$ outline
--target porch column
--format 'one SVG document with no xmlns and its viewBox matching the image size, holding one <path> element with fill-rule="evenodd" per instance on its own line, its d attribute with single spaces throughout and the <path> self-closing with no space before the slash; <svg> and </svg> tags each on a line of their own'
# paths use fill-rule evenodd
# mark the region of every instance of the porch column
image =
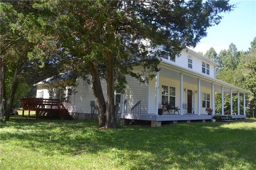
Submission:
<svg viewBox="0 0 256 170">
<path fill-rule="evenodd" d="M 245 112 L 245 94 L 244 94 L 244 115 L 245 115 L 246 114 L 246 113 Z"/>
<path fill-rule="evenodd" d="M 198 115 L 200 115 L 201 114 L 201 92 L 200 91 L 201 89 L 201 81 L 200 79 L 197 79 L 197 112 Z"/>
<path fill-rule="evenodd" d="M 237 114 L 240 115 L 240 99 L 239 97 L 239 91 L 237 91 Z"/>
<path fill-rule="evenodd" d="M 159 96 L 159 72 L 156 73 L 156 96 L 155 103 L 155 114 L 158 114 L 158 96 Z"/>
<path fill-rule="evenodd" d="M 215 114 L 215 105 L 214 105 L 214 84 L 212 83 L 212 114 Z"/>
<path fill-rule="evenodd" d="M 232 89 L 230 89 L 230 114 L 232 115 L 233 114 L 233 96 Z"/>
<path fill-rule="evenodd" d="M 180 114 L 183 115 L 183 73 L 180 73 Z"/>
<path fill-rule="evenodd" d="M 121 96 L 122 96 L 122 103 L 121 103 L 121 110 L 122 113 L 125 113 L 125 110 L 124 110 L 124 100 L 125 100 L 125 94 L 122 94 Z"/>
<path fill-rule="evenodd" d="M 221 86 L 221 114 L 224 115 L 224 87 Z"/>
</svg>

## Exercise
Turn every line of the records above into a JSON list of strings, one string per line, with blank lines skipped and the pictures left out.

## Answer for the task
[
  "$ outline",
  "--target porch column",
  "--format 'one SVG document with no xmlns and its viewBox matching the image size, holding one <path> element with fill-rule=\"evenodd\" per instance on its own line, its d attribute with single spaces throughout and the <path> self-closing with no space before the slash; <svg> and </svg> tags each on a line of their own'",
  "# paths use fill-rule evenodd",
  "# mark the region of every instance of the porch column",
  "image =",
  "Submission:",
  "<svg viewBox=\"0 0 256 170\">",
  "<path fill-rule=\"evenodd\" d=\"M 245 112 L 245 94 L 244 94 L 244 115 L 245 115 L 246 114 L 246 113 Z\"/>",
  "<path fill-rule=\"evenodd\" d=\"M 198 115 L 200 115 L 201 114 L 201 92 L 200 91 L 201 89 L 201 81 L 200 79 L 197 79 L 197 112 Z\"/>",
  "<path fill-rule=\"evenodd\" d=\"M 237 114 L 240 115 L 240 99 L 239 97 L 239 91 L 237 91 Z\"/>",
  "<path fill-rule=\"evenodd\" d=\"M 159 96 L 159 72 L 156 73 L 156 96 L 155 103 L 155 114 L 158 114 L 158 96 Z\"/>",
  "<path fill-rule=\"evenodd\" d=\"M 215 114 L 215 105 L 214 105 L 214 84 L 212 83 L 212 114 Z\"/>",
  "<path fill-rule=\"evenodd\" d=\"M 232 89 L 230 89 L 230 114 L 232 115 L 233 114 L 233 96 Z\"/>",
  "<path fill-rule=\"evenodd\" d=\"M 180 114 L 183 115 L 183 73 L 180 73 Z\"/>",
  "<path fill-rule=\"evenodd\" d=\"M 121 96 L 122 96 L 122 103 L 121 103 L 121 110 L 122 113 L 125 113 L 125 110 L 124 110 L 124 100 L 125 100 L 125 94 L 122 94 Z\"/>",
  "<path fill-rule=\"evenodd\" d=\"M 221 86 L 221 114 L 224 115 L 224 87 Z\"/>",
  "</svg>"
]